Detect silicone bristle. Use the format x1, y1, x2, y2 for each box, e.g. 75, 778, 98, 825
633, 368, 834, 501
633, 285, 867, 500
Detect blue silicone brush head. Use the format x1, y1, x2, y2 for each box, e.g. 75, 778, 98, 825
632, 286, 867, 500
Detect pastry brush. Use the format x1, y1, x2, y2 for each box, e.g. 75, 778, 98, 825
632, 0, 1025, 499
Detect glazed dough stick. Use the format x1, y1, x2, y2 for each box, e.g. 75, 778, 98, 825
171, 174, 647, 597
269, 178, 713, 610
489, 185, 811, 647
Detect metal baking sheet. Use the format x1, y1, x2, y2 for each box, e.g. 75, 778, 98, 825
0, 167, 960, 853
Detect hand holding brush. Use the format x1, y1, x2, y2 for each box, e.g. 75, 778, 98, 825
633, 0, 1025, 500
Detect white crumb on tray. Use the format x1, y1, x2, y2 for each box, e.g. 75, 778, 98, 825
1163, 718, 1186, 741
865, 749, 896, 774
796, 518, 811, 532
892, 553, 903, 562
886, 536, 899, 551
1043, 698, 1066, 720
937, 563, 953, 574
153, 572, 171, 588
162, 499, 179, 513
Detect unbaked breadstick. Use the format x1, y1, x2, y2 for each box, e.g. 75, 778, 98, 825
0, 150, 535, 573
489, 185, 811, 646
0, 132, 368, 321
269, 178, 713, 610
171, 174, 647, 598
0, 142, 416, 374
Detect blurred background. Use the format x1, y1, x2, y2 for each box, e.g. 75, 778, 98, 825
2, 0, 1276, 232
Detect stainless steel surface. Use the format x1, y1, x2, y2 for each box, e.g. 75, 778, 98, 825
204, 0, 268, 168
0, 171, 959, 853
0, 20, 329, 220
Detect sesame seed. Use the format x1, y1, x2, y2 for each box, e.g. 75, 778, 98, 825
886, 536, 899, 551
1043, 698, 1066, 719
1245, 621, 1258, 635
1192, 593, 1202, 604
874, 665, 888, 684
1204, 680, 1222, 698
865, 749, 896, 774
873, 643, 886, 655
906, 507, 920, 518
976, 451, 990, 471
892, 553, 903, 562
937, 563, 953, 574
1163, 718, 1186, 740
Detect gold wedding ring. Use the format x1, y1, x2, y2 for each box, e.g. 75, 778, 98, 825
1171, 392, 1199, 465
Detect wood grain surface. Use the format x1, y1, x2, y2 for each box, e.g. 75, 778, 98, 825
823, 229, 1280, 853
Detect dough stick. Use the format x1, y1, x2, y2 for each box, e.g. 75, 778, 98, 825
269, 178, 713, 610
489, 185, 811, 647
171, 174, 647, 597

----------

*Required work*: Give back all the records above exactly as they were written.

*Answer for the task*:
Detect silicone bristle. Use the format x1, y1, x2, y2 for each box, e.g. 75, 778, 98, 825
633, 368, 834, 501
633, 285, 867, 500
Detect blue silicone brush head. Use the format x1, y1, x2, y2 for each box, e.g. 75, 778, 98, 825
632, 286, 867, 500
Detect pastry brush. Use the format x1, y1, x2, y2 for each box, e.g. 75, 778, 98, 825
632, 0, 1025, 499
Detect glazed dough stick. Use the format x1, y1, x2, y2 for each box, e.g. 75, 778, 98, 825
171, 174, 647, 597
269, 178, 713, 610
489, 185, 811, 647
Detect metal baking sheet. Use the format x1, y1, x2, y2 for each box, e.g. 75, 778, 98, 825
0, 167, 960, 853
Detect hand holding brush. Use the format x1, y1, x2, y2 for each box, e.g. 75, 778, 98, 825
633, 0, 1025, 500
Detect white crumb on tray. Use the format x1, y1, x2, y2 for each box, e.g. 75, 778, 98, 825
1163, 718, 1186, 741
865, 749, 896, 774
796, 518, 811, 532
892, 553, 903, 562
886, 536, 899, 551
1043, 698, 1066, 720
937, 563, 953, 574
153, 572, 171, 588
162, 499, 179, 513
Detect unbaked breadstick. Use the format x1, y1, x2, y2 for each box, e.g. 75, 778, 98, 825
0, 150, 535, 573
489, 185, 811, 646
0, 132, 368, 321
269, 178, 713, 610
171, 174, 647, 598
0, 142, 416, 374
Detect blurred background. Use the format x1, y1, x2, y2 for each box, e.g. 75, 778, 98, 825
2, 0, 1276, 232
Detect stainless steel surface. Use the format x1, y1, x2, y2 for each box, e.g. 75, 778, 98, 825
204, 0, 268, 168
0, 171, 959, 853
0, 20, 329, 220
Detect sesame seed. Use the format x1, y1, x2, y2 for each box, e.g. 75, 778, 98, 825
886, 536, 899, 551
1043, 698, 1066, 719
1245, 621, 1258, 635
1192, 593, 1202, 604
874, 665, 888, 684
1204, 680, 1222, 698
865, 749, 896, 774
873, 643, 886, 655
906, 507, 920, 518
976, 451, 990, 471
892, 553, 903, 562
937, 563, 953, 574
1163, 718, 1186, 740
Detect gold wedding ring. Use the format x1, y1, x2, y2 for each box, e.g. 75, 778, 98, 825
1171, 392, 1199, 465
Detect wood grain surface. Use the format x1, y1, x2, y2 for each box, e.g. 75, 778, 98, 825
823, 229, 1280, 853
Detect dough stick. Use the format x1, y1, x2, y2 for each box, e.g. 75, 778, 98, 825
269, 178, 713, 610
489, 185, 811, 647
171, 174, 647, 597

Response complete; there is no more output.